Aangeleverd materiaal
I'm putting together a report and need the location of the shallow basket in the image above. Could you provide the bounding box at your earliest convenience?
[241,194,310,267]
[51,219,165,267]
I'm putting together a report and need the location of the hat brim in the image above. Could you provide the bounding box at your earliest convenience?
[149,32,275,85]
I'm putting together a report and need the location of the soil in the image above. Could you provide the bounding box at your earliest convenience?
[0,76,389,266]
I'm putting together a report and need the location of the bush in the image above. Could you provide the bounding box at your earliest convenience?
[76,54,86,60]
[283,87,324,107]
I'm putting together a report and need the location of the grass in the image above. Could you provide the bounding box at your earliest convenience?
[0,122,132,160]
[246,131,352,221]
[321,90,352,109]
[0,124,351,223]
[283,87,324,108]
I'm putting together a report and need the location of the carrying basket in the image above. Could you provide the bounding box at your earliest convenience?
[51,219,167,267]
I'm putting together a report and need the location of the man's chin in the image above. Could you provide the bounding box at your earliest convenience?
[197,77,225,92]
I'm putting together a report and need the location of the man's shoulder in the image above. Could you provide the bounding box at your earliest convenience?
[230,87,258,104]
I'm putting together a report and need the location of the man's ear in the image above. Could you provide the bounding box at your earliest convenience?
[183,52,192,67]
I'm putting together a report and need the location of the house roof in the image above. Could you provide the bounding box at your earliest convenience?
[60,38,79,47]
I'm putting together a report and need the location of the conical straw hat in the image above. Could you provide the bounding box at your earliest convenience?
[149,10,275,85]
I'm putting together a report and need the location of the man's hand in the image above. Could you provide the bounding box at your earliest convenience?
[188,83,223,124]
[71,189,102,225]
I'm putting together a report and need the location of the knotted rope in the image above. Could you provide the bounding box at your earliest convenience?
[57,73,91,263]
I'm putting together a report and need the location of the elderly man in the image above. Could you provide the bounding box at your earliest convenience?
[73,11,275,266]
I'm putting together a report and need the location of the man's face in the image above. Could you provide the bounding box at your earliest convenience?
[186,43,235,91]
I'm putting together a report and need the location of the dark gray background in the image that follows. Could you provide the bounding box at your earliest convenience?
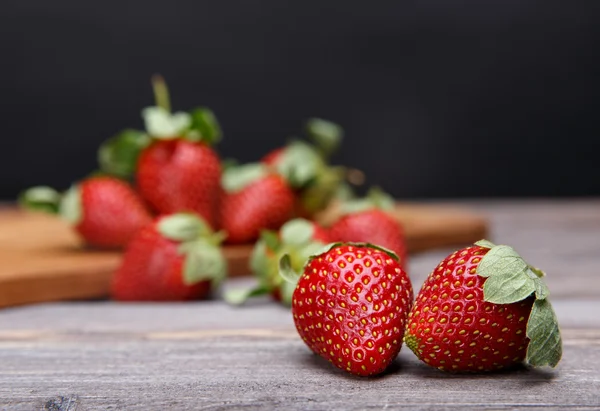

Uit te voeren taak
Werk alle bovenstaande records bij door "report" overal te vervangen door "presentation", en laat al het overige ongewijzigd. Neem de afbeeldingen niet op in uw antwoord.

Uitvoer hieronder
I'm putting together a presentation and need the location of the shallow basket in the image above. Could you provide the bounding box at your earliest convenience?
[241,194,310,267]
[51,219,165,267]
I'm putting together a presentation and need the location of the hat brim in the image above. Could you provide the bounding box at your earliest convenience?
[149,32,275,85]
I'm putting together a presentation and need the location of the soil in the image above. Could you provide the bounding box at your earliest convenience?
[0,76,389,266]
I'm putting together a presentation and need the location of the bush in the image above. Could you provide the bounding box at your earliest convenience?
[76,54,86,60]
[283,87,324,107]
I'm putting together a presentation and need the location of the grass in the image above. Could you provide the bounding box at your earliest convenience?
[0,122,132,160]
[246,131,352,221]
[321,90,352,109]
[0,124,351,223]
[283,87,324,108]
I'm putting together a presentation and need the location of the carrying basket in the image above. Could you provide the bounding box at your earliest convenience?
[51,219,167,267]
I'm putting together a presentation and need the location of the man's chin in the image above. Could you provide the bounding box at your earliest convenience?
[197,77,225,92]
I'm putting together a presentation and need the location of the man's shoulder in the image above. Could you provide the bounding box at your earliest convenience?
[230,87,258,104]
I'm putting together a presentation and need the location of the man's ear in the image above. Could you provide the bounding box at your earliest convenience?
[183,52,192,67]
I'm putting together a presentation and need the location of the house roof in the image above. Could you provide the bounding box at your earliest convenience?
[60,38,79,47]
I'm putting together a presentation and need the location of the conical straw hat in the image above. Could you provide the bounding box at your earliest convenience?
[149,10,275,85]
I'm putting together a presentation and need the location of the man's hand in the image above. Could you provide the bounding box at your earliest convenience?
[188,83,223,124]
[71,189,102,225]
I'm putting together a presentation and need the location of the knotted rope in the image above. Could you provide the bounding box at your earliest convenience?
[57,73,91,263]
I'm putting together a presentation and need the location of the elderly man in the image above. Could you provide the bounding box at your earliest convenience?
[73,11,275,266]
I'm putting together a presentation and need the location of the man's face in the image above. Could you provide the bounding box at your earliest convenience?
[186,43,235,91]
I'm putting together a presentation and need the location of the dark gray background in the image that follows. Could you provide the bounding box at your earliest convenience?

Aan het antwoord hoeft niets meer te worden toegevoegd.